Input for this task below:

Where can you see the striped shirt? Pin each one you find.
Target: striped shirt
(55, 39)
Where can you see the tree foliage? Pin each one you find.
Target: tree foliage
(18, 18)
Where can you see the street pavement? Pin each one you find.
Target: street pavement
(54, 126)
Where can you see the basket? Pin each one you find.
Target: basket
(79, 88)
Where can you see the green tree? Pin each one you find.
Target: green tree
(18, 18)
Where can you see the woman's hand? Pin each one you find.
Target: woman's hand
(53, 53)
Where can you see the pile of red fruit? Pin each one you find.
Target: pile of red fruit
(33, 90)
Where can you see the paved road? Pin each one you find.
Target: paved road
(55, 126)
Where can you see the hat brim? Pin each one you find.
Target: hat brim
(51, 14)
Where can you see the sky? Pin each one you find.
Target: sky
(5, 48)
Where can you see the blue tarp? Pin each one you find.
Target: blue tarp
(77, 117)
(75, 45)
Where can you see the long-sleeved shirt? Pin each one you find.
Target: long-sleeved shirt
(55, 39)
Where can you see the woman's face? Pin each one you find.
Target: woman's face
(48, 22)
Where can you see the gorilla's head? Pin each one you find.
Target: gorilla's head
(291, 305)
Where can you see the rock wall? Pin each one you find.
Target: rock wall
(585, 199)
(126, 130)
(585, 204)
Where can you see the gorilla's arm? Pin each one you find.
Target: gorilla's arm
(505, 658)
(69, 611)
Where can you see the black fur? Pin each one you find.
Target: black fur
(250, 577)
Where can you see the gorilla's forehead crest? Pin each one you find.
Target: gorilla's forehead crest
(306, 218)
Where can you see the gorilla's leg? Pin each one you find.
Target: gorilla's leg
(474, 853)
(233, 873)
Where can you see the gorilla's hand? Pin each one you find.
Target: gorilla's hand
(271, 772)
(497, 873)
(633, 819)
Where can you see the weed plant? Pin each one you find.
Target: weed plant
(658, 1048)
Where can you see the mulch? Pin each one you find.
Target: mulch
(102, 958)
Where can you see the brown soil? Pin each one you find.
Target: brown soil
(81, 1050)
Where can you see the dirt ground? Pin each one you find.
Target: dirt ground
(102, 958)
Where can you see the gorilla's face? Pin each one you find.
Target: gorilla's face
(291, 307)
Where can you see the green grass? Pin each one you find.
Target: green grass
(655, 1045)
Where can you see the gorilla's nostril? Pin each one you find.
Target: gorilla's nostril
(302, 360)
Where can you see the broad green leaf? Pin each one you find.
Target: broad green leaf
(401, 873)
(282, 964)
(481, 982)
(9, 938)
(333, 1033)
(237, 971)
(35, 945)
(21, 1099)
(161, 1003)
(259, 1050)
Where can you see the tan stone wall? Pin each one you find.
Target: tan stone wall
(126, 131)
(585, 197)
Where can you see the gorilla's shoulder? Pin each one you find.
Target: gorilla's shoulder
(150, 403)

End of Input for this task.

What this task involves: Return the entries above exactly as they were written.

Exercise response:
Where can you see the striped shirt? Pin each one you find.
Target: striped shirt
(55, 39)
Where can you see the tree foliage? Pin each one you find.
Target: tree foliage
(18, 18)
Where can you see the street pavement? Pin each one you find.
Target: street pavement
(54, 126)
Where can you see the basket? Pin each one you find.
Target: basket
(79, 88)
Where can you see the green tree? Pin each one you find.
Target: green tree
(18, 18)
Where can you see the woman's hand? Pin each one you find.
Target: woman's hand
(53, 53)
Where can you see the pile of red fruit? Pin each one you find.
Target: pile of red fruit
(33, 90)
Where can you see the paved road? Pin each one you find.
Target: paved road
(55, 126)
Where can you see the hat brim? Pin each one you find.
Target: hat brim
(51, 14)
Where can you see the sky? Pin each one you find.
Target: sky
(5, 48)
Where can you see the blue tarp? Pin each one you find.
Target: blue tarp
(77, 117)
(75, 45)
Where can you see the long-sleeved shirt? Pin each one you find.
Target: long-sleeved shirt
(55, 39)
Where can you see the woman's face? Pin each one you find.
Target: woman's face
(48, 22)
Where can you see the gorilla's head? Pin each one you find.
Target: gorilla's head
(291, 305)
Where can you see the rock wall? Pin each one you find.
Target: rock wall
(585, 199)
(126, 130)
(585, 204)
Where can you see the gorilla's arm? Pin each one you find.
Target: gorilla's arm
(505, 658)
(69, 611)
Where can you see the black fur? Pin each one you find.
Target: black fur
(250, 577)
Where can you see the gorilla's forehead crest? Pin each one you find.
Target: gorilla's forehead crest
(306, 218)
Where can you see the gorilla's leg? Pin each one you find.
Target: gorilla's leg
(474, 853)
(233, 873)
Where can you see the gorilla's hand? Pin each one you find.
Target: gorilla's hand
(271, 772)
(497, 873)
(633, 819)
Where can you see the weed plant? Pin each one you find.
Target: weed plant
(658, 1048)
Where can you see the mulch? Pin each one you find.
Target: mulch
(102, 958)
Where can you see the brown soil? Pin each one you find.
Target: brown soil
(81, 1050)
Where can you see the dirt ground? Pin each one you find.
Target: dirt ground
(102, 958)
Where can you see the gorilla's face? Pin each one you find.
Target: gorilla's face
(291, 307)
Where can you see the green grass? Pin each one you find.
Target: green grass
(655, 1045)
Where can you see the gorilla's nostril? Pin each one you find.
Target: gorilla's nostril
(302, 360)
Where can you see the broad green leaf? Pin each one you find.
Target: broad green leaf
(401, 873)
(282, 964)
(481, 982)
(9, 938)
(333, 1033)
(237, 971)
(35, 945)
(21, 1099)
(161, 1003)
(259, 1050)
Where can you see the tan stone wall? Pin each one you find.
Target: tan stone wall
(126, 131)
(585, 197)
Where can you see the gorilla's shoulder? Pin each one you find.
Target: gorilla's shoulder
(150, 403)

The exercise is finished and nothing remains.